» **Required task**
Rewrite the rows below as a JSON list of strings, one string per line and no blank lines. Begin at the first line of the rows and stop after the line that contains "column 663, row 129".
**** Information given ****
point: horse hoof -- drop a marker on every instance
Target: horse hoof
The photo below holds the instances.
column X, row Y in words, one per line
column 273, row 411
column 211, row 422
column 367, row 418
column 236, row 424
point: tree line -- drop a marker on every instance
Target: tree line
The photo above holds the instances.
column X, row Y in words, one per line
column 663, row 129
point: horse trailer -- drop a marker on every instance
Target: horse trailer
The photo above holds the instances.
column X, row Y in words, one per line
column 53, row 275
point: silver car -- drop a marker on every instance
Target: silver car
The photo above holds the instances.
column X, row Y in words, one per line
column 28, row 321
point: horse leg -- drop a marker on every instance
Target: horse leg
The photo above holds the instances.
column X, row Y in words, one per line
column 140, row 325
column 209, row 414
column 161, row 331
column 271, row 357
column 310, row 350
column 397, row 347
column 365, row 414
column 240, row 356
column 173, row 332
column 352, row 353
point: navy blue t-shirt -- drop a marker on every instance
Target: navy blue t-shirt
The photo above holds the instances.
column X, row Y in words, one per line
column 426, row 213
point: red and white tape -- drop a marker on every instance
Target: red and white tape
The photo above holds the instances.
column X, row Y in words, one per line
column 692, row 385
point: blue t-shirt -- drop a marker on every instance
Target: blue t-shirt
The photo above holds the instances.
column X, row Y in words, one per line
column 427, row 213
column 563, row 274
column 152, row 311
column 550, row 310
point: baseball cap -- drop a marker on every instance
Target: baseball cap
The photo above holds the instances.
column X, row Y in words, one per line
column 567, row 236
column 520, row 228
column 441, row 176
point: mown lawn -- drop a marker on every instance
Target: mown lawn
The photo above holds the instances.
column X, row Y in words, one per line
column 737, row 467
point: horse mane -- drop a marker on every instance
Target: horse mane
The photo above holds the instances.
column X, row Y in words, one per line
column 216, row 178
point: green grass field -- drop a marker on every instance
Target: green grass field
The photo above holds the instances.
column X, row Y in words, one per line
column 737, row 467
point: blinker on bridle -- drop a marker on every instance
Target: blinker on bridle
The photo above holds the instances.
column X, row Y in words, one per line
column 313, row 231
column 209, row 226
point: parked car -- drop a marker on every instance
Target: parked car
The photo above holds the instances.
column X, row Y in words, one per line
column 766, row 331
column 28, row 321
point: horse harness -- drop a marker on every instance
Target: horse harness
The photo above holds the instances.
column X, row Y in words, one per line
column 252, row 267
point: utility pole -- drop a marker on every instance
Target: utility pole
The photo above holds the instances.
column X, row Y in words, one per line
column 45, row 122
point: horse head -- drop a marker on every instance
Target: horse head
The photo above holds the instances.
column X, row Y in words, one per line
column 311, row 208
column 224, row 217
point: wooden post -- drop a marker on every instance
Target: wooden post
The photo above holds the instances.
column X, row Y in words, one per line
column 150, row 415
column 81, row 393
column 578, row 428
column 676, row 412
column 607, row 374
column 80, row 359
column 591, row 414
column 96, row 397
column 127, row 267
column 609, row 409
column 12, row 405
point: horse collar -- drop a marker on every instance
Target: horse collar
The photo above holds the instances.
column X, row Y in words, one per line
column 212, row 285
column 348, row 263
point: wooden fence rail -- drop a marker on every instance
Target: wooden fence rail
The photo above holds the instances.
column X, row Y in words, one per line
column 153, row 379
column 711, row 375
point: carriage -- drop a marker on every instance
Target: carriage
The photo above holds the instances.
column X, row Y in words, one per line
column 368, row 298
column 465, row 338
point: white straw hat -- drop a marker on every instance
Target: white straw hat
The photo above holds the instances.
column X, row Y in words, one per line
****
» **Result of this task**
[
  "point: horse hoof -- drop a marker on every instance",
  "Target: horse hoof",
  "The photo below holds the instances.",
  "column X, row Y in words, one per line",
  "column 273, row 411",
  "column 211, row 422",
  "column 367, row 418",
  "column 236, row 424",
  "point: tree line -- drop a marker on every instance",
  "Target: tree line",
  "The photo above holds the instances.",
  "column X, row Y in words, one per line",
  "column 663, row 129"
]